◆ Exercise 1 ◆
List the dates of all the posts in the blog excerpt.
◆ Exercise 2 ◆
Copy the blog excerpt word for word, everything from "I have great" down to "this shit up.".

◆ Extract to read ◆
Thursday, March 12, 2015

Grumble

So we took in my mom's dog after she died. My brother-in-law hates that dog & refused to take it in, but they did take her cat. I like her cat. Wish we took her instead of this evil demon spawn of a dog.

I hate this fucking dog. With the burning passion of 10,000 suns. She is 4 years old and not housebroken yet, despite us having her the last 9 months. My dogs are housebroken, Nymeria was trained within a few days of us getting her as a puppy.

I am currently shampooing my living room due to a massive diarrhea attack (I will grant that diarrhea is not her fault). Next up will be mopping my kitchen floor. Her crate is outside, where my hubby will wash it after he gets home because I'm laundering the stupid bed. This is my only day off this week.

I am not a happy camper. Fucking dog.

Monday, February 23, 2015

Last night

11:something pm. Fortunately, I am still awake because the %^%^*&%*^$%#%^% Oscars last FREAKING FOREVER:

I hang up the phone and sigh "Oh, honey."
Hubby rolls over and looks at me. "That's your Bless Your Heart Voice."
At least I didn't facepalm - been known to do that before during extremely dumb phone call questions.

Thursday, February 12, 2015

:)

So I'm in a bit of a style rut...OK a HUGE style rut. As in I still wear clothes from high school (hey, they still fit). My oldest shirt is from 1987 - it has the date on it (summer camp T-shirt).

So my staff has finally had enough. They have done a What Not to Wear intervention. Today, one of the secretaries took me to the big city. I have never shopped at Macy's before. Several hundred dollars later, I have a good start to a new wardrobe. My credit card is crying "You spent money at a department store!!! What gives?!?!?!?!?!"

My office manager has a salon day planned for next week, since I've had the same hairstyle for a long time. I pointed out the ground rules - I don't own a hairdryer or a curling iron, so it really does have to be wash and wear. Oh, and I am bad about keeping up on stuff, so dyeing my hair may not last.

I have great staff at the office. Truly a second family.

Monday, February 9, 2015

nope

I'm thinking that your chlamydia was NOT caught from the stripper pole you dance on at work.

Ewwww.

I really can't make this shit up.

Wednesday, February 4, 2015

Complications

If you don't get complications, you don't do enough surgery - every attending's motto when I was a resident. Back then, I was sure complications were an excuse to torture us at M&M.

Complications suck. I hate them. I hate being on the other side of them (the last surgery on me had a post-op complication). But there is no way to COMPLETELY eliminate complications.

◆ Raw data ◆
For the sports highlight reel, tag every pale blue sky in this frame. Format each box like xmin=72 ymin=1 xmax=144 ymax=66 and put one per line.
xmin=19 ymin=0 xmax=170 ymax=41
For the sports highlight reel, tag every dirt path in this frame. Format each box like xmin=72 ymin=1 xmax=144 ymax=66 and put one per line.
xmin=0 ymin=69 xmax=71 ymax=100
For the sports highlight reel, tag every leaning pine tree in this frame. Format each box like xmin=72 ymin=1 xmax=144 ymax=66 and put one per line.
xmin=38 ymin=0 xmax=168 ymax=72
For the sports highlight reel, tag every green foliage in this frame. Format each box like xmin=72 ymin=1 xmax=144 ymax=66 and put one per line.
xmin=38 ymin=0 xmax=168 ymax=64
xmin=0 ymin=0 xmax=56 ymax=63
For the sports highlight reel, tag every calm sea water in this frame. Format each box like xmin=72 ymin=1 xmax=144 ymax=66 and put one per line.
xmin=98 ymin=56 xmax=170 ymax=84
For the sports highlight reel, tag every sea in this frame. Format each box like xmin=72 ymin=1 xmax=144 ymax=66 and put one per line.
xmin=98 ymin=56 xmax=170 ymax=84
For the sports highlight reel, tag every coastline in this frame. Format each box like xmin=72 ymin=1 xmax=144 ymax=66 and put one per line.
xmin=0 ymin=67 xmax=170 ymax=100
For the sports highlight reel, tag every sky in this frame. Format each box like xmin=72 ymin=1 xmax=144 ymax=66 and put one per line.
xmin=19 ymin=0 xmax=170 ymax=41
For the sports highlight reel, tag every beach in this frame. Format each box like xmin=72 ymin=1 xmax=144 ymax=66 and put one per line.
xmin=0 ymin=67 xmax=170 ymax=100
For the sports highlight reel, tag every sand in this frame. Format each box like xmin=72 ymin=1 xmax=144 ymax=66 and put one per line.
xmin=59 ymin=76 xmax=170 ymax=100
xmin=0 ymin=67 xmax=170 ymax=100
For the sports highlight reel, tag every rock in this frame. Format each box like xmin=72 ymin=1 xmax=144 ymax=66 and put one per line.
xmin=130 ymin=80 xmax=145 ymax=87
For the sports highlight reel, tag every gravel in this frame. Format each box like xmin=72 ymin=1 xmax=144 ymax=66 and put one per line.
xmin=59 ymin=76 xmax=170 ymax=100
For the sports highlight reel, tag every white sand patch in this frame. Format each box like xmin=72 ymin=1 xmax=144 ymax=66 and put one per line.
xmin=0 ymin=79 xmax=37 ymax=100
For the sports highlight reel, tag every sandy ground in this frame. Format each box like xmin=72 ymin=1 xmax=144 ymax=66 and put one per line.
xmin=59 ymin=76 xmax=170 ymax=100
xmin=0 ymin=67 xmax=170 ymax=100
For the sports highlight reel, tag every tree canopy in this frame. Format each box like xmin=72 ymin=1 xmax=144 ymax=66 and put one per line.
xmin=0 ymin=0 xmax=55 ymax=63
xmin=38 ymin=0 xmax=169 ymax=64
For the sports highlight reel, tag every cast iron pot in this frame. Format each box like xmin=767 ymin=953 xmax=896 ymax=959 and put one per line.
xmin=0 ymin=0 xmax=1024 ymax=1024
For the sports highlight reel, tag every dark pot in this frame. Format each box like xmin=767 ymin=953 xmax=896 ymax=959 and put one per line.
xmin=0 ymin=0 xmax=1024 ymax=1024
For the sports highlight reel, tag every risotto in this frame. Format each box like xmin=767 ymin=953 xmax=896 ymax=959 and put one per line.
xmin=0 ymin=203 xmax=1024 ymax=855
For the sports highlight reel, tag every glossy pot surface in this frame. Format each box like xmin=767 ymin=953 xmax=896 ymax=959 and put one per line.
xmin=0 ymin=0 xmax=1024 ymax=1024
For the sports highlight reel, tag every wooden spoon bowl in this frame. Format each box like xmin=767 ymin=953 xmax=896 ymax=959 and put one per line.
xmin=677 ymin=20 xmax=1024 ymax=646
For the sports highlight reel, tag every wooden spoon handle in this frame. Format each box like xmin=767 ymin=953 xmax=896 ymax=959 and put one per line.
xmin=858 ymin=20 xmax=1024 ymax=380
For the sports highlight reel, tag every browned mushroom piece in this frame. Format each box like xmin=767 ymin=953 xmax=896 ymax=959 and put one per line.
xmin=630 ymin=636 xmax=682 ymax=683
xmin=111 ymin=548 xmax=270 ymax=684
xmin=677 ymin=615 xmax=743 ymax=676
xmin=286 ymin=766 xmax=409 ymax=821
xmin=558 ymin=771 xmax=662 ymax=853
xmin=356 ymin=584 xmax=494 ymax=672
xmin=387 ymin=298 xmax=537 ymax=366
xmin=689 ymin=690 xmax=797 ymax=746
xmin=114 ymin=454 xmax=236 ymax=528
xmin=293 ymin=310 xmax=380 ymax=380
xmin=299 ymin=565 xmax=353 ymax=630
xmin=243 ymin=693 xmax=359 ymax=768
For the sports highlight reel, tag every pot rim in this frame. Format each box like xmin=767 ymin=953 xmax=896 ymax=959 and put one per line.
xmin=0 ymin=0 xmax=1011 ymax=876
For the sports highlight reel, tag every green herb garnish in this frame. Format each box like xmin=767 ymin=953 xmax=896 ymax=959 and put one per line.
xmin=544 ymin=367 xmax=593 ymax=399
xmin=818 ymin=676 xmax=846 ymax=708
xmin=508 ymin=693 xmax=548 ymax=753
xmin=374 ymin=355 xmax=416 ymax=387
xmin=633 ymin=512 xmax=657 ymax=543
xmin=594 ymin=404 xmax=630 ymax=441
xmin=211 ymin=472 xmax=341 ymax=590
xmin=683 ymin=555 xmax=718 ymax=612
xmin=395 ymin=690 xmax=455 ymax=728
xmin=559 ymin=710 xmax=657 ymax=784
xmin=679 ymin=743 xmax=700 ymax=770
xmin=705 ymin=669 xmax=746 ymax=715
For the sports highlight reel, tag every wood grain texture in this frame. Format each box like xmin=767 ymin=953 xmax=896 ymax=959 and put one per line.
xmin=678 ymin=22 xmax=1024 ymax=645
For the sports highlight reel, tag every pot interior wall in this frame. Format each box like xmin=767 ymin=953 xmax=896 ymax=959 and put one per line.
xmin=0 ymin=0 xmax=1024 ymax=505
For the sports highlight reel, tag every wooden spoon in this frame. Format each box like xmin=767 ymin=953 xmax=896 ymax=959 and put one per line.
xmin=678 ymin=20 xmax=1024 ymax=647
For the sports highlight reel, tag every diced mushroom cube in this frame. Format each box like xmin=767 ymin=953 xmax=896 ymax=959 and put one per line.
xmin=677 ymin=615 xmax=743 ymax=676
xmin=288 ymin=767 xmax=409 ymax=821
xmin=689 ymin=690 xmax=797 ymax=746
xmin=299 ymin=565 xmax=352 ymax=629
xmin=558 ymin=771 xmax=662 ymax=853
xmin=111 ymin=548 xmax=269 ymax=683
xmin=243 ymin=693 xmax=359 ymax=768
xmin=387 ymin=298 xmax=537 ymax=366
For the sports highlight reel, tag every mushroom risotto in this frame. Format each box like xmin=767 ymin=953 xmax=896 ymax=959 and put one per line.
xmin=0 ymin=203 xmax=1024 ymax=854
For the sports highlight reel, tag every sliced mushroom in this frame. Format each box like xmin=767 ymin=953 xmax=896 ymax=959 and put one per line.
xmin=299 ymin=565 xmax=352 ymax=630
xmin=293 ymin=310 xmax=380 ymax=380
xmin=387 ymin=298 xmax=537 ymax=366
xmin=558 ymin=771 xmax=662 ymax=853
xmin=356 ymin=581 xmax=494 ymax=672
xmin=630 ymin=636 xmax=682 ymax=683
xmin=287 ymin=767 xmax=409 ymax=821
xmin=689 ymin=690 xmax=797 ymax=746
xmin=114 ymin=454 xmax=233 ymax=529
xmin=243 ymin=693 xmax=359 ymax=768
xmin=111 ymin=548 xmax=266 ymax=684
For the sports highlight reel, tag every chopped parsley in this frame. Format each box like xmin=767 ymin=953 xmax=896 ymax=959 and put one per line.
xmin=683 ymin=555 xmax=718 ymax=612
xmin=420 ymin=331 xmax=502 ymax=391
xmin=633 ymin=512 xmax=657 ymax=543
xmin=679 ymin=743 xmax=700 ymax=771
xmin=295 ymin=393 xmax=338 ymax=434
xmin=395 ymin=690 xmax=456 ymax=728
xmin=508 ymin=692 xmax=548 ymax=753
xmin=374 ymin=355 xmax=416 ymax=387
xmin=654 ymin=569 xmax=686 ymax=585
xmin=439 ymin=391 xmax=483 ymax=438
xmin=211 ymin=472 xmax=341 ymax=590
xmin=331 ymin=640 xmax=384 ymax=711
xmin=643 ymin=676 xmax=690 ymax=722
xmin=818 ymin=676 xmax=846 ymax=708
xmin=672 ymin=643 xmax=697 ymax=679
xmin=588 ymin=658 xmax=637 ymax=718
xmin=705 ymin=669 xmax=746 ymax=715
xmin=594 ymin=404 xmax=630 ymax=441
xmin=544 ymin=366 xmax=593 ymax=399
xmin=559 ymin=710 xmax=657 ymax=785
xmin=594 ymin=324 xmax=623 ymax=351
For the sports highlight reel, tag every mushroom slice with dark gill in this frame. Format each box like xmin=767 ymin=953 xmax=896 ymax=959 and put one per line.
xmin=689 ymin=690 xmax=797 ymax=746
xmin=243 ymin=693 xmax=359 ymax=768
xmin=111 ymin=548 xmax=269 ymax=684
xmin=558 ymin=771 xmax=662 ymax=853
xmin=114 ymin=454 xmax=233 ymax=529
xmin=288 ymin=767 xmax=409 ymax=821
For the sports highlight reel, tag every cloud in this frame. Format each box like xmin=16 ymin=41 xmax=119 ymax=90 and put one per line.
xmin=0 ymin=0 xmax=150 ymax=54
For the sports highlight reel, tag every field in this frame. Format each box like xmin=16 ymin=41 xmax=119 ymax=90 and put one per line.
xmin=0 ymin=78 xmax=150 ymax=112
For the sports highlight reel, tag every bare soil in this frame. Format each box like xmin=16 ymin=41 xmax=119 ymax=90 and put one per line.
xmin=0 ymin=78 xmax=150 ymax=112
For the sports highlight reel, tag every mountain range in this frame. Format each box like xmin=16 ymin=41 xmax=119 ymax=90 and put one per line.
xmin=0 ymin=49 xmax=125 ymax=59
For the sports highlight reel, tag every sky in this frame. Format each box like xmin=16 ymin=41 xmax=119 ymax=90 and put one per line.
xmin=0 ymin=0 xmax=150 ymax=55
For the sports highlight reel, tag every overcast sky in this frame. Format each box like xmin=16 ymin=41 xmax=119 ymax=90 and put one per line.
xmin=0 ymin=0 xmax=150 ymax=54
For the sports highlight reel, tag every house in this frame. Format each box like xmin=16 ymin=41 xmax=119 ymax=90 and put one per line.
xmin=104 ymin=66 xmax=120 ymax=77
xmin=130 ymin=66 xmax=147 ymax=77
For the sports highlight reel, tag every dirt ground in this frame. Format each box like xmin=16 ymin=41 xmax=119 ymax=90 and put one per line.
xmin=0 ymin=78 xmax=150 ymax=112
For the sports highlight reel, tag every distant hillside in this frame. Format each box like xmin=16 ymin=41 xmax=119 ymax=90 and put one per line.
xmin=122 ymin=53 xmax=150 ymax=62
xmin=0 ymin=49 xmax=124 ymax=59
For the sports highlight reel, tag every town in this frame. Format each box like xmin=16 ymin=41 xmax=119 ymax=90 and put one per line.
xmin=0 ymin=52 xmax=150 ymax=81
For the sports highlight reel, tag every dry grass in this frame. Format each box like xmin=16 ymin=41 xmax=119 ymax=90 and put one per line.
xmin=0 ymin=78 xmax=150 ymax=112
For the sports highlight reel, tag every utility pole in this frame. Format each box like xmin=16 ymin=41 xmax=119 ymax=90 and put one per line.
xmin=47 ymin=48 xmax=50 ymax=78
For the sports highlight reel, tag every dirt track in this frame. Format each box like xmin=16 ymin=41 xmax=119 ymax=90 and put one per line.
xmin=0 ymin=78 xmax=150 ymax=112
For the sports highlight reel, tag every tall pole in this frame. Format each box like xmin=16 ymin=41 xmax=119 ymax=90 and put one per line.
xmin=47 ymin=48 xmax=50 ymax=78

◆ Exercise solution 1 ◆
Thursday, March 12, 2015
Monday, February 23, 2015
Thursday, February 12, 2015
Monday, February 9, 2015
Wednesday, February 4, 2015

◆ Exercise solution 2 ◆
I have great staff at the office. Truly a second family.

Monday, February 9, 2015

nope

I'm thinking that your chlamydia was NOT caught from the stripper pole you dance on at work.

Ewwww.

I really can't make this shit up.